## DO THIS
Answer these questions about the post on what the writer wants from a GM:
(a) What does the writer want the players to take the lead in determining?
(b) Which GMs does the writer say have run games the writer did not enjoy?
(c) What condition must house rules that add to lists meet?
# Start of GIVEN TEXT
The most important thing for me would be the approach of the GM. I want a GM who lets the players take the lead in determining theme, tone and the overall direction and concerns of play.

Conversely, GMs whose games I have not enjoyed have been those who have their own pre-determined conception of how the campaign will unfold, and block attempts by the players to shape things differently.

Setting and character options are secondary, though if we're talking D&D 5e then I expect at least a recognisable D&D world. And generally I would prefer to deal with fairly standard fantasy tropes that carry the weight of history/culture/heritage, rather than stuff the GM has made up him-/herself that doesn't carry the same weight.

I don't mind house rules that add to lists (eg new weapons, spells, monsters etc) provided they are a good mechanical fit with the game. I'm sceptical of additions to lists that are just better than the official items on the list (eg one-handed weapons that do 1d10 damage with no drawback, or light armour that is better than Studded but isn't counted as a magic item).
# End of GIVEN TEXT
# Start of PROVIDED MATERIAL
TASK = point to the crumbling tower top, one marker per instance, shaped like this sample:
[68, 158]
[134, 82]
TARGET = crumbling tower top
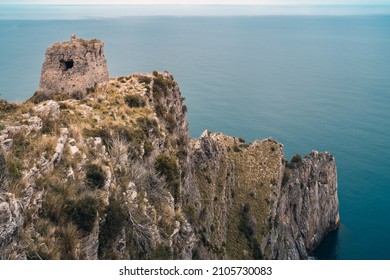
# End of PROVIDED MATERIAL
## REPLY
(a) Theme, tone, and the overall direction and concerns of play.
(b) GMs who have their own pre-determined conception of how the campaign will unfold and who block the players' attempts to shape things differently.
(c) They must be a good mechanical fit with the game.